=== WRITTEN TASK ===
Copy the lines below word for word, keeping every character, number and line break the same.

=== TASK MATERIAL ===
— Begin —
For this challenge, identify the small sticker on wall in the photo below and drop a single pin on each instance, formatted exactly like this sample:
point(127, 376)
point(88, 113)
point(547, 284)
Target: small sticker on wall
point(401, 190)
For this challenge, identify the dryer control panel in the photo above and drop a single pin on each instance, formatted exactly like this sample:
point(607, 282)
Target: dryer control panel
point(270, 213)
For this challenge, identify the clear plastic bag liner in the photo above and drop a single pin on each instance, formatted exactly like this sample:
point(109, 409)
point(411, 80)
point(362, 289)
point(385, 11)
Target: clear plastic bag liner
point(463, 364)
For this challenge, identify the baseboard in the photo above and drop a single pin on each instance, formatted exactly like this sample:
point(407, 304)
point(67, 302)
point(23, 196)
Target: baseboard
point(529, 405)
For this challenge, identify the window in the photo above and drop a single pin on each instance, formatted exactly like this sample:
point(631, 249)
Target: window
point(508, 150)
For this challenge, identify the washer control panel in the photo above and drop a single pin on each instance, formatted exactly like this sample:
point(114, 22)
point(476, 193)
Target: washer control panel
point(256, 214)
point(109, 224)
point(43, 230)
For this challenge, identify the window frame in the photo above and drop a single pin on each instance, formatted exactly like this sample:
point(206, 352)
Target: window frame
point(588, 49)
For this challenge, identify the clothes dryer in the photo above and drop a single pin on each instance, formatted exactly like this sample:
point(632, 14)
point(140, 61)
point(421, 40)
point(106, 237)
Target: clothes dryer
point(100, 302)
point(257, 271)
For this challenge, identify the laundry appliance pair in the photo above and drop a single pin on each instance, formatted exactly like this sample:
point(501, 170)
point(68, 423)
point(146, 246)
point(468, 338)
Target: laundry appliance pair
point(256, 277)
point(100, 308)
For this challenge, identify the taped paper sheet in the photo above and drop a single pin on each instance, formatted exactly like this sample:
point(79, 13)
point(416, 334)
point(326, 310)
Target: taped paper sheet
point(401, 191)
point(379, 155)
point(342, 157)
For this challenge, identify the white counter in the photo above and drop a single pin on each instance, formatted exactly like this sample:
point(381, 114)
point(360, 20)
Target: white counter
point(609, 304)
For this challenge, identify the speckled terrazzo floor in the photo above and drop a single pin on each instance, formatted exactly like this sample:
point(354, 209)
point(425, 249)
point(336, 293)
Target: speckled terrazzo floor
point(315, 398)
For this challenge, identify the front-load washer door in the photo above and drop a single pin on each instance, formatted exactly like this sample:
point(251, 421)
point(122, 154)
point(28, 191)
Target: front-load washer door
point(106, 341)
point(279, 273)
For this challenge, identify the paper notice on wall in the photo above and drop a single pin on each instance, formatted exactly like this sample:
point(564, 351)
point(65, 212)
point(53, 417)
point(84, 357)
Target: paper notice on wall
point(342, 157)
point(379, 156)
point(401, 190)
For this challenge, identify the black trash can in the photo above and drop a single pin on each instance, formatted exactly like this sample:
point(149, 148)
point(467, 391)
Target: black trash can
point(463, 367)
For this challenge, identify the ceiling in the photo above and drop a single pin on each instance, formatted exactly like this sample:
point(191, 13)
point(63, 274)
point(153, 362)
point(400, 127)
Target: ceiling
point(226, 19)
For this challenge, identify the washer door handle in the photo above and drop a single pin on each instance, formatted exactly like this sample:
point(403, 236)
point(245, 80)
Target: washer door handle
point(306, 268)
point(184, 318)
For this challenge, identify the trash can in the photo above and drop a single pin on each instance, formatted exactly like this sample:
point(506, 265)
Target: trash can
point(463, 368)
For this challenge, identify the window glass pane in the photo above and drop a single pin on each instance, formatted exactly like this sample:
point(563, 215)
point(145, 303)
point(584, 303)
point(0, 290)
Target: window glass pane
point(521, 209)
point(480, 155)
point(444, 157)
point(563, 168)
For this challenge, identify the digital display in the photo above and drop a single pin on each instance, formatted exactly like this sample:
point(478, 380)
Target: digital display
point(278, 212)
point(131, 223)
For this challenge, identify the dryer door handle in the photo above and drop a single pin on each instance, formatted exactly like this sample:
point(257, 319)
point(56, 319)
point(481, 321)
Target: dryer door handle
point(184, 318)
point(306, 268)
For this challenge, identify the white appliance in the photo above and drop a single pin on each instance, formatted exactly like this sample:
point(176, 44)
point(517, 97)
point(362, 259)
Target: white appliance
— End —
=== WRITTEN RESPONSE ===
For this challenge, identify the small sticker on wall in the photo below and drop a single pin on each instance, formatted exactly like this sample:
point(127, 376)
point(88, 113)
point(547, 284)
Target: small sticker on wall
point(401, 190)
For this challenge, identify the dryer control panel in the photo above and drop a single pin on each instance, formatted exactly like this sample:
point(607, 282)
Target: dryer control panel
point(270, 213)
For this challenge, identify the clear plastic bag liner in the photo above and drop a single pin on each instance, formatted exactly like this sample:
point(109, 409)
point(411, 80)
point(362, 289)
point(385, 11)
Target: clear plastic bag liner
point(463, 364)
For this challenge, identify the baseboard in the photo above and drop a single pin on each instance, formatted exactly like this sample:
point(407, 304)
point(67, 302)
point(23, 196)
Target: baseboard
point(529, 405)
For this challenge, identify the window in the photo above and drop a single pin on each instance, formatted exactly like this sample:
point(631, 249)
Target: window
point(508, 150)
For this challenge, identify the washer control panel in the photo above and drop a single pin on each instance, formatted exactly like this sample:
point(114, 22)
point(476, 193)
Target: washer control panel
point(256, 214)
point(109, 224)
point(43, 230)
For this challenge, identify the window frame in the photo above and drop a single pin on each instance, formatted exactly like this sample:
point(206, 352)
Target: window frame
point(588, 49)
For this challenge, identify the clothes dryer in the photo above and drop a single pin on each instance, formatted exactly like this sample:
point(632, 14)
point(140, 61)
point(421, 40)
point(106, 237)
Target: clothes dryer
point(100, 302)
point(257, 271)
For this challenge, identify the laundry appliance pair in the photo above and drop a single pin on each instance, formatted exactly like this sample:
point(501, 170)
point(68, 423)
point(146, 246)
point(468, 338)
Target: laundry appliance pair
point(256, 277)
point(100, 308)
For this challenge, identify the taped paper sheet in the photo above and drop a single pin on each instance, formatted exactly like this sample:
point(79, 13)
point(416, 334)
point(326, 310)
Target: taped paper sheet
point(401, 191)
point(379, 155)
point(342, 157)
For this challenge, identify the white counter in the photo above and drop a single pin on each instance, formatted exactly like this sample:
point(381, 114)
point(360, 20)
Target: white counter
point(609, 304)
For this challenge, identify the speckled terrazzo floor in the photo above and drop a single pin on each instance, formatted exactly like this sample:
point(354, 209)
point(425, 249)
point(336, 293)
Target: speckled terrazzo floor
point(315, 398)
For this challenge, identify the front-load washer door in the photo above and drop a single pin on each instance, formatted exactly like this sample:
point(251, 421)
point(122, 154)
point(28, 191)
Target: front-load washer door
point(106, 341)
point(279, 273)
For this challenge, identify the paper notice on wall in the photo above and drop a single pin on each instance, formatted exactly like this sample:
point(564, 351)
point(65, 212)
point(53, 417)
point(84, 357)
Target: paper notice on wall
point(342, 157)
point(379, 156)
point(401, 190)
For this challenge, identify the black trash can in the photo above and drop a single pin on each instance, formatted exactly like this sample:
point(149, 148)
point(467, 391)
Target: black trash can
point(463, 367)
For this challenge, identify the ceiling in the photo above and drop a single pin on each instance, formatted exactly like this sample:
point(191, 13)
point(63, 274)
point(153, 362)
point(400, 127)
Target: ceiling
point(226, 19)
For this challenge, identify the washer door handle in the photo above and drop a single pin on each instance, formatted exactly like this sample:
point(403, 236)
point(245, 80)
Target: washer door handle
point(306, 268)
point(184, 318)
For this challenge, identify the trash can in the photo above and drop a single pin on each instance, formatted exactly like this sample:
point(506, 265)
Target: trash can
point(463, 368)
For this challenge, identify the window glass pane in the photo above and drop a single pin on each instance, formatted exactly like this sample:
point(563, 215)
point(145, 303)
point(584, 303)
point(0, 290)
Target: window glass pane
point(521, 209)
point(480, 155)
point(444, 157)
point(563, 168)
For this challenge, identify the digital display in the photo above and drop a single pin on each instance, formatted exactly like this sample:
point(478, 380)
Target: digital display
point(278, 212)
point(131, 223)
For this challenge, identify the dryer door handle in the photo above and drop a single pin on each instance, formatted exactly like this sample:
point(257, 319)
point(56, 319)
point(481, 321)
Target: dryer door handle
point(184, 318)
point(306, 268)
For this challenge, identify the white appliance in the photo above and drop a single pin on each instance, formatted exactly like this sample:
point(176, 44)
point(517, 97)
point(362, 259)
Target: white appliance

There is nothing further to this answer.